▶ RECORDED DATA
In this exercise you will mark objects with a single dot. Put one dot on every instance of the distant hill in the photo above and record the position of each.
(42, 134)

---

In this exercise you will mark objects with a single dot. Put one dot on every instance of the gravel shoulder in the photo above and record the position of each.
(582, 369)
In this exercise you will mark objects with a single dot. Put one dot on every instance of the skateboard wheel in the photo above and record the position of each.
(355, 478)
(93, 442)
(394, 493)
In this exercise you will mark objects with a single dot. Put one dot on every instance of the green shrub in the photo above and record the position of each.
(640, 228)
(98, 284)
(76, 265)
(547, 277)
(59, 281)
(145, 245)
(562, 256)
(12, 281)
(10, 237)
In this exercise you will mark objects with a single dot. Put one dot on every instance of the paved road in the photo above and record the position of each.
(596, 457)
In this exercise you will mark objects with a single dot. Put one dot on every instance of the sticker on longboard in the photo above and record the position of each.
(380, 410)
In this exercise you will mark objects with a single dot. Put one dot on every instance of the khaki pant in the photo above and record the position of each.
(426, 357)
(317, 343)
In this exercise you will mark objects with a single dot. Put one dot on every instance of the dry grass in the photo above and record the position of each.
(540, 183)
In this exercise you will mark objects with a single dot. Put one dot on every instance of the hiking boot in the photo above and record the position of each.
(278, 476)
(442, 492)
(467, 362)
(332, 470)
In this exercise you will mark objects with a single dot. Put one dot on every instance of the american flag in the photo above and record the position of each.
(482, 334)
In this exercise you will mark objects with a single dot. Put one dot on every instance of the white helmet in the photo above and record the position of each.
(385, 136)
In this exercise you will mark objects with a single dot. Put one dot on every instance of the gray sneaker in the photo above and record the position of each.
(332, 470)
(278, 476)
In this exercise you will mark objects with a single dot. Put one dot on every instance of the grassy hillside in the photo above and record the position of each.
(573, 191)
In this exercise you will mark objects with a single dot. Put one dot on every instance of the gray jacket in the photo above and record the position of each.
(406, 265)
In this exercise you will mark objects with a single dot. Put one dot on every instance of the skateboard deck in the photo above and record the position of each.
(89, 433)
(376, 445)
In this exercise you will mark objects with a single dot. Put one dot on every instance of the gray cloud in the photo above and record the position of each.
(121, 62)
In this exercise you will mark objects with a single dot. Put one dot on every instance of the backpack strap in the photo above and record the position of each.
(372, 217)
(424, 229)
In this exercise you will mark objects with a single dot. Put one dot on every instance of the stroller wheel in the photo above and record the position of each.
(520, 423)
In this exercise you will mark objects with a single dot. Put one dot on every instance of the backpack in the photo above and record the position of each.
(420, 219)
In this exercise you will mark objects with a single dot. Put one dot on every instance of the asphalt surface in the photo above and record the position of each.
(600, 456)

---

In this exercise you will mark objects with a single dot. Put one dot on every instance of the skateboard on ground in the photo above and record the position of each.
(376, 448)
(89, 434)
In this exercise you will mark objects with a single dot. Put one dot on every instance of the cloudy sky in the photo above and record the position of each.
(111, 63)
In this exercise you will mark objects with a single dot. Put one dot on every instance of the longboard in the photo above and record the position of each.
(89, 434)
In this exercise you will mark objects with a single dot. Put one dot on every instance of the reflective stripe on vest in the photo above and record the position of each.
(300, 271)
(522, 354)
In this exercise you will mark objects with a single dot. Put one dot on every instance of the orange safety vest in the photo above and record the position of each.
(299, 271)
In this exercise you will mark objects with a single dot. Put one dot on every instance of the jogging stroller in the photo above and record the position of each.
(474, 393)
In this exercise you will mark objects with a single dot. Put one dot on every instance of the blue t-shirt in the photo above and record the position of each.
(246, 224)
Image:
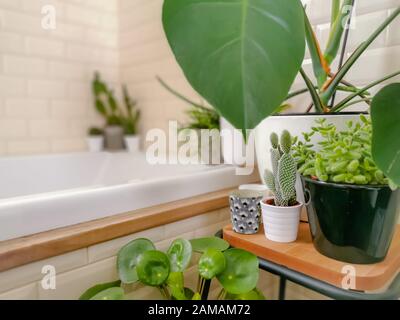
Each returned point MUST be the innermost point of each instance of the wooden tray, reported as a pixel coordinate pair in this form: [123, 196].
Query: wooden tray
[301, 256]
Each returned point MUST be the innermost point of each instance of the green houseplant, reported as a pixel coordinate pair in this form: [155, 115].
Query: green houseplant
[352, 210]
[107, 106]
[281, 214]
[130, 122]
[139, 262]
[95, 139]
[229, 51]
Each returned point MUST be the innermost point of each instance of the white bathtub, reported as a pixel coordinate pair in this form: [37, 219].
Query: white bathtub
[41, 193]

▶ WHAT THIS TASK INVOLVES
Which of the lines above contain the word "backpack"? Report each of those lines in full.

▶ RESPONSE BELOW
In this exercise you will mark objects with a single dot. Put one dot on every instance of the backpack strap in the photo above and record the position of each.
In this exercise you will mark objects with a single dot. Put one dot on every instance of the backpack in the photo above and record the position of each.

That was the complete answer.